**Given task 1:** From the software skills excerpt, return everything from "Exactly, or google" down to "languages collections library.".
**Given task 2:**
Answer these questions using the software skills excerpt:
(a) Which tool is given in parentheses as an example of a loadbalancing proxy?
(b) What kind of sort have very accomplished coders been seen to throw up before moving on?
(c) What share of the time have such sorts already been implemented elsewhere?

I've never heard a manager or developer say: If only we had someone that could write an algorithm to solve this travelling sales person problem we'd be saved! No. Inefficient algorithms are often good enough, typical programmers muddle through and yes pick up a textbook or reference wikipedia once in a while.

Modern software is a complex tangle of standards, protocols, and technologies. To build a typical example modern web application you're going to need to know linux administration, database administration, some server side language (ruby), a web framework in that language (ruby on rails), javascript (perhaps coffeescript), html, css (less), message queues (redis, beanstalk, etc), caches (varnish), loadbalancing proxies (haproxy), SSL termination, web application firewalls, network firewalls, providing JSON REST API's, Mobile optimization, real time communication (socket.io), third party API integration, Amazon S3 management and scaling. Etc.

All of this lifts the benchmark for what is an acceptable web app. The list goes on, and new bits keep getting added every year along with expectations.

It's bloody hard to find people that can deal with a majority of the above technologies. If you find someone that can do the full stack they're gold.

You want to be valuable? Prove that you're someone that can develop within modern software stacks and more importantly adapt as things change. Because change is coming, the music hasn't stopped and we're in for one hell of a ride.



"I've never heard a manager or developer say: If only we had someone that could write an algorithm to solve this travelling sales person problem we'd be saved! No. Inefficient algorithms are often good enough, typical programmers muddle through and yes pick up a textbook or reference wikipedia once in a while."

Exactly, or google it and find the difference between between the different sorts, or look at any one of the great visual representations of sorting strategies. I've seen otherwise very accomplished coders throw up a crappy bubble sort and move on because it just didn't matter. And it didn't. In any case, 95% of the time those sorts have already been implemented in your Hash object or database or somewhere else in your languages collections library.

**Contour annotation records:**
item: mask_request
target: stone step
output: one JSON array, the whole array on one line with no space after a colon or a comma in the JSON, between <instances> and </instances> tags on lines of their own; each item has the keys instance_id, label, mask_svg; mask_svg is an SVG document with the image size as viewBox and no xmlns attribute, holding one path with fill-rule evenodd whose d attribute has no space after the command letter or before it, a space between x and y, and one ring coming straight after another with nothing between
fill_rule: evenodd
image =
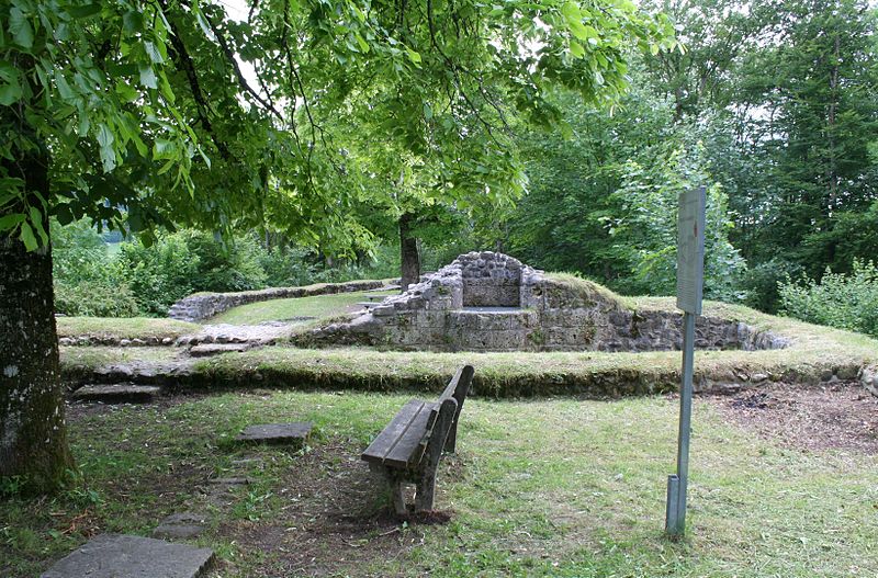
<instances>
[{"instance_id":1,"label":"stone step","mask_svg":"<svg viewBox=\"0 0 878 578\"><path fill-rule=\"evenodd\" d=\"M153 530L153 536L170 540L195 537L207 530L207 520L209 517L202 513L172 513Z\"/></svg>"},{"instance_id":2,"label":"stone step","mask_svg":"<svg viewBox=\"0 0 878 578\"><path fill-rule=\"evenodd\" d=\"M219 355L221 353L241 353L250 349L249 343L202 343L200 345L192 345L189 354L193 358L207 358L211 355Z\"/></svg>"},{"instance_id":3,"label":"stone step","mask_svg":"<svg viewBox=\"0 0 878 578\"><path fill-rule=\"evenodd\" d=\"M125 534L99 535L58 560L41 578L196 578L213 551Z\"/></svg>"},{"instance_id":4,"label":"stone step","mask_svg":"<svg viewBox=\"0 0 878 578\"><path fill-rule=\"evenodd\" d=\"M161 393L161 387L155 385L83 385L72 394L72 398L80 401L103 401L104 404L151 401Z\"/></svg>"},{"instance_id":5,"label":"stone step","mask_svg":"<svg viewBox=\"0 0 878 578\"><path fill-rule=\"evenodd\" d=\"M291 423L263 423L248 426L240 432L235 441L247 443L270 443L302 447L311 435L314 423L309 421L294 421Z\"/></svg>"}]
</instances>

**Finished answer 1:**
Exactly, or google it and find the difference between between the different sorts, or look at any one of the great visual representations of sorting strategies. I've seen otherwise very accomplished coders throw up a crappy bubble sort and move on because it just didn't matter. And it didn't. In any case, 95% of the time those sorts have already been implemented in your Hash object or database or somewhere else in your languages collections library.

**Finished answer 2:**
(a) haproxy
(b) A bubble sort
(c) 95% of the time